■ REQUIRED WORK
Extract every record, keeping each one exactly as it is.

[Collection entries]
== Segment start ==

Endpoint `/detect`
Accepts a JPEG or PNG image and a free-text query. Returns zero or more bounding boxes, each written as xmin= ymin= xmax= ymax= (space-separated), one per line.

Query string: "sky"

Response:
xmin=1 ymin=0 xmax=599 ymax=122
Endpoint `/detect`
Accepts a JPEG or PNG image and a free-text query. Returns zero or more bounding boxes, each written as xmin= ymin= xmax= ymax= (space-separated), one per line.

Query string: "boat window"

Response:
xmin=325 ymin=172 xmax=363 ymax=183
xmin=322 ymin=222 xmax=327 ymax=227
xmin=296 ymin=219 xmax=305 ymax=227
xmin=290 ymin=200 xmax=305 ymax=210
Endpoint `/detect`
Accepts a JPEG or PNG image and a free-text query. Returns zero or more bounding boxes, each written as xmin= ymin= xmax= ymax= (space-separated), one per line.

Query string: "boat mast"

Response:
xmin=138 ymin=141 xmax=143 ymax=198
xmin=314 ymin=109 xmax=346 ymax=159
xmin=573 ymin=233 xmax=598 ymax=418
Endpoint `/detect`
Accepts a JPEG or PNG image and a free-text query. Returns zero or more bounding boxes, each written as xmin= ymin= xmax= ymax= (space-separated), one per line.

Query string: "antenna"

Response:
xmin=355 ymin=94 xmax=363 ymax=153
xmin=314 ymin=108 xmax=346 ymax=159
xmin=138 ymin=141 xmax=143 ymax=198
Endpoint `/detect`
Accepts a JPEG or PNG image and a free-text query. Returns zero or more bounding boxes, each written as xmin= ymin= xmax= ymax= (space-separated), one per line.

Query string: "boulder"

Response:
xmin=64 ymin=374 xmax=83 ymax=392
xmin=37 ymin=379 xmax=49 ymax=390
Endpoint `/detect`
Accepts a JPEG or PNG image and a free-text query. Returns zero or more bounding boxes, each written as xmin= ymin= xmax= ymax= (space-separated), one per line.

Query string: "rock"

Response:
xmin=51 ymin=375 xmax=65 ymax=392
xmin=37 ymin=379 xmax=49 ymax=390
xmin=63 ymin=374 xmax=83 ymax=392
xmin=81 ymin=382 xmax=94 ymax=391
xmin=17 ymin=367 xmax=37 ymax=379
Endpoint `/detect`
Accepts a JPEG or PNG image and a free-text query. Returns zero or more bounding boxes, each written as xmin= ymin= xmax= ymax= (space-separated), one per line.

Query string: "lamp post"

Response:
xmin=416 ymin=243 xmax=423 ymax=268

== Segment end ==

■ WRITTEN ANSWER
Endpoint `/detect`
Accepts a JPEG or PNG image and a free-text query. Returns zero or more bounding boxes, each written as xmin= ymin= xmax= ymax= (space-separated), one per line.

Query string: "sky"

Response:
xmin=1 ymin=0 xmax=599 ymax=122
Endpoint `/detect`
Accepts a JPEG or PNG image and a free-text query. Returns zero or more bounding boxes, each written as xmin= ymin= xmax= ymax= (space-separated), one per line.

Query string: "boat window"

Response:
xmin=325 ymin=172 xmax=363 ymax=183
xmin=322 ymin=222 xmax=327 ymax=227
xmin=296 ymin=219 xmax=305 ymax=227
xmin=290 ymin=200 xmax=305 ymax=210
Endpoint `/detect`
Accepts a JPEG or PNG image and a free-text query. Returns zero or more bounding boxes, each written as xmin= ymin= xmax= ymax= (space-separated), one per line.

Query string: "boat mast"

Response:
xmin=138 ymin=141 xmax=143 ymax=198
xmin=314 ymin=109 xmax=346 ymax=159
xmin=573 ymin=233 xmax=598 ymax=418
Endpoint `/detect`
Accepts a JPEG or PNG image and a free-text query. Returns zero or more bounding boxes, each written as xmin= ymin= xmax= ymax= (space-separated), one per line.

Query string: "antenna"

Response:
xmin=355 ymin=94 xmax=363 ymax=153
xmin=314 ymin=108 xmax=346 ymax=159
xmin=138 ymin=141 xmax=143 ymax=198
Endpoint `/detect`
Accepts a JPEG or PNG image and a free-text query. Returns zero or more bounding boxes, each written as xmin= ymin= xmax= ymax= (space-separated), one per line.

Query string: "boulder"

Response:
xmin=64 ymin=374 xmax=83 ymax=392
xmin=37 ymin=379 xmax=49 ymax=390
Endpoint `/detect`
Accepts a JPEG or PNG image and a free-text query. Returns zero or more bounding boxes, each written as xmin= ymin= xmax= ymax= (space-separated), one per line.

Query string: "rock"

Response:
xmin=51 ymin=375 xmax=65 ymax=392
xmin=37 ymin=379 xmax=49 ymax=390
xmin=63 ymin=374 xmax=83 ymax=392
xmin=81 ymin=382 xmax=94 ymax=391
xmin=17 ymin=367 xmax=37 ymax=379
Endpoint `/detect`
Accepts a JPEG or PNG image and a free-text query. Returns zero or more bounding boxes, each written as xmin= ymin= xmax= ymax= (space-separated), one per line.

Query string: "lamp post"

Response:
xmin=416 ymin=243 xmax=423 ymax=268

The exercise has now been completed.